§ PAGE EXCERPT:
══════════
Here are some of the word pairs that can work both ways, starting with the ones that don’t generally start arguments (ie. we all get the difference between one word and two), followed by those for which the decision to combine or separate the words comes down to questions of both meaning and usage.
There are many words — like onset (meaning either “beginning” or “attack”) — for which the necessity to keep the component words (in this case on and set) together is not in question, especially if those smaller words don’t work on their own in the given context. Other examples are foreshadow, toothless, deadpan. But if the word makes sense when divided in two, it gets more interesting. Let’s take already and maybe. Each clearly started life as two words that came together over time in marriages of convenience and economy, and now their modern meanings differ substantially from that of their respective two-word equivalents. “We’ve eaten already” and “The kids are all ready to go home”: That’s a pretty straightforward distinction, isn’t it? As is “You may be excused from the table” and “Maybe she’s just not that into you.” But then it starts to get trickier.
══════════
§ RECORDS:
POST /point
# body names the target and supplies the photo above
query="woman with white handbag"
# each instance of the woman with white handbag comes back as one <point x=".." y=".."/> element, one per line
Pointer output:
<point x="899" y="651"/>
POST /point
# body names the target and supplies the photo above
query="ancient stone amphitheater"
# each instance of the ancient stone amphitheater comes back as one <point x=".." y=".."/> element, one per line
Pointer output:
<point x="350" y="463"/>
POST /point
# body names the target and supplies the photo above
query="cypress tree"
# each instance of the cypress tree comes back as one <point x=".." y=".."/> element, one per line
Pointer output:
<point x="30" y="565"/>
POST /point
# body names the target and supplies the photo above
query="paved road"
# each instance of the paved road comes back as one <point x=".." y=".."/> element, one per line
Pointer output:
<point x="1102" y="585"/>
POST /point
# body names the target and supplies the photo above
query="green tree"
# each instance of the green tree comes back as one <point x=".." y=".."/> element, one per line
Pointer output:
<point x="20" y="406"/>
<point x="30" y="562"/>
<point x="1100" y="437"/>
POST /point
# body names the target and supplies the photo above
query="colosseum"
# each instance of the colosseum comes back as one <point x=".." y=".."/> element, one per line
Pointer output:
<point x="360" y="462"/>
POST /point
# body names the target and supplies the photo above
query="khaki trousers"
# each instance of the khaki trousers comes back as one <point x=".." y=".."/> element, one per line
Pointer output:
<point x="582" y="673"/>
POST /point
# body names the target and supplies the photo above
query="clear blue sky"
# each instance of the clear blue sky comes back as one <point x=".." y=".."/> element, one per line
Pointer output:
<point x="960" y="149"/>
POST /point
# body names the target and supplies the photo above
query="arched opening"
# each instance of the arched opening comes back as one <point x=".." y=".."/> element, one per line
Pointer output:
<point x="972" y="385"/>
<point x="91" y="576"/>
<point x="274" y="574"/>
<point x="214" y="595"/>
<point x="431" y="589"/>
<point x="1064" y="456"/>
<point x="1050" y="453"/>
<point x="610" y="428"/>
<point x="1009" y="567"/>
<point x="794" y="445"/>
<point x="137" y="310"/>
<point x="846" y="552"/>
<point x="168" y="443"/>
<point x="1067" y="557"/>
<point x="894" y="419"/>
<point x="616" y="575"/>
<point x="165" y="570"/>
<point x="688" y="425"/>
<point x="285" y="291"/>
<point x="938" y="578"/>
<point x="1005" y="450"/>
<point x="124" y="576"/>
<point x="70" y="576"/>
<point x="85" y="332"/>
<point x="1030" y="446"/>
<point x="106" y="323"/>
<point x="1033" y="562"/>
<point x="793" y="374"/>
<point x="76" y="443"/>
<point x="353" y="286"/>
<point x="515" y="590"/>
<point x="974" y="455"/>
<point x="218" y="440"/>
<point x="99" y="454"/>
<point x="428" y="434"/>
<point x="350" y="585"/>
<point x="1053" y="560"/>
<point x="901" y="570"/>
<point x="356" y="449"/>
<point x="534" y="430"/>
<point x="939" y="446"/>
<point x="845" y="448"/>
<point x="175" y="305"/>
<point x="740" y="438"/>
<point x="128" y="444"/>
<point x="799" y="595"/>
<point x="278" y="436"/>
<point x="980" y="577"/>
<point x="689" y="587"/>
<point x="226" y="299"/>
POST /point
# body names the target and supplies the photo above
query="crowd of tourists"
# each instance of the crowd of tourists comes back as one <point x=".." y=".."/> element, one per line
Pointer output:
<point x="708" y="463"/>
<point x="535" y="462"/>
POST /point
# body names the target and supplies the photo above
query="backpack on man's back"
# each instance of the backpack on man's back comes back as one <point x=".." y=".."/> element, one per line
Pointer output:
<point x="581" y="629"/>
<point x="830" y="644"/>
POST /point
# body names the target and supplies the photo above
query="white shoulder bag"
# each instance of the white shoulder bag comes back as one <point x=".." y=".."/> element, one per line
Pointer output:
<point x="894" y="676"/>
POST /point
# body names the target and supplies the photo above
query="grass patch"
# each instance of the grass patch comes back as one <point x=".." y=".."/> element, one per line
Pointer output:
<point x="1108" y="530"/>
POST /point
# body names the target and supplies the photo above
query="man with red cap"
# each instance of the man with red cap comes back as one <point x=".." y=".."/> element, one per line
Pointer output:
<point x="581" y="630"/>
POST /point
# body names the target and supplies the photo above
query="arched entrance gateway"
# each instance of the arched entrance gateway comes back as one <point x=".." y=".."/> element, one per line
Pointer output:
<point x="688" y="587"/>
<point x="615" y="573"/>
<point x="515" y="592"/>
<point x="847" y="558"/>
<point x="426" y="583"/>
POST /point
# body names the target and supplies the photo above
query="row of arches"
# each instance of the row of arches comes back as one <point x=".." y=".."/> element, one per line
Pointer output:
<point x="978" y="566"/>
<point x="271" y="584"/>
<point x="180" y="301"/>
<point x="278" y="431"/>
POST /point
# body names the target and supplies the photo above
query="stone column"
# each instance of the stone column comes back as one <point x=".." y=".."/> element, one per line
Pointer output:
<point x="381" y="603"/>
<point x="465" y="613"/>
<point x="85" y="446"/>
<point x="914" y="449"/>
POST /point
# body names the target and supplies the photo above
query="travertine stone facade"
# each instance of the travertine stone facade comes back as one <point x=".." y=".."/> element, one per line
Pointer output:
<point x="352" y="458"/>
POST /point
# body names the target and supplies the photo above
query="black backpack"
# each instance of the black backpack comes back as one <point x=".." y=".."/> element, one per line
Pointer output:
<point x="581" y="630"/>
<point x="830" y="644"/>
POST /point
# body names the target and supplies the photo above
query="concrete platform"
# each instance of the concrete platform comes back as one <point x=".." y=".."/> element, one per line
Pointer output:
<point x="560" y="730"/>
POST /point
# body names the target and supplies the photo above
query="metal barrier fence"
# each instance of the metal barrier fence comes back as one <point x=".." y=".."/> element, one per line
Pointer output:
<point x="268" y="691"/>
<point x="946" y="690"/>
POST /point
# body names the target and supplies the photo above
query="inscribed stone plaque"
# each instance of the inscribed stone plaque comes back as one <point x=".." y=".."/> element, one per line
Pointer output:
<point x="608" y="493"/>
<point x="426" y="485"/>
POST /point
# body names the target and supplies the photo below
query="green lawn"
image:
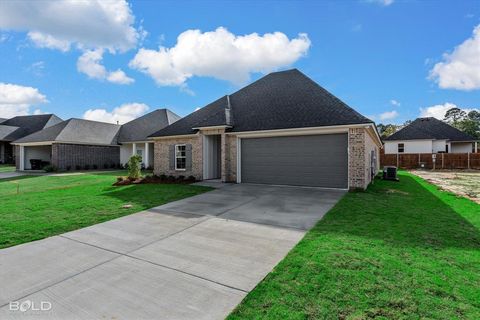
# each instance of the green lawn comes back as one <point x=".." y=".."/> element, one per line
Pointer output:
<point x="397" y="251"/>
<point x="50" y="205"/>
<point x="7" y="168"/>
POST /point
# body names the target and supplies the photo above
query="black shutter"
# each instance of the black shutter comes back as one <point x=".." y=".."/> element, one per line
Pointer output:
══════════
§ CHALLENGES:
1. Report how many lines in the rows contain the string "handbag" and give only that number.
2. Go on with the passage on one-word versus two-word pairs, picking up right after its final sentence.

§ ANSWERS TO EACH TASK:
1. 2

2.
Take altogether vs. all together. Here the difference in meaning becomes slightly more blurred, but is still distinct. Altogether is an adverb meaning “completely, to the full extent, all told, “: “She stopped being able to drive altogether.” When referring to a group acting collectively, the two words come into play. “He asked the musicians to play all together.” There is still sufficient room between these definitions to make a spelling distinction unambiguous. Anyway and any way fall into this category too: the first is an adverb meaning “regardless”, or “in any event”, whereas the separate words pair an adjective and a noun to denote multiple manners of approaching a task or direction. “Although we had missed the connection, she urged us to get to the station anyway, in any way we could manage.” The two forms aren’t interchangeable.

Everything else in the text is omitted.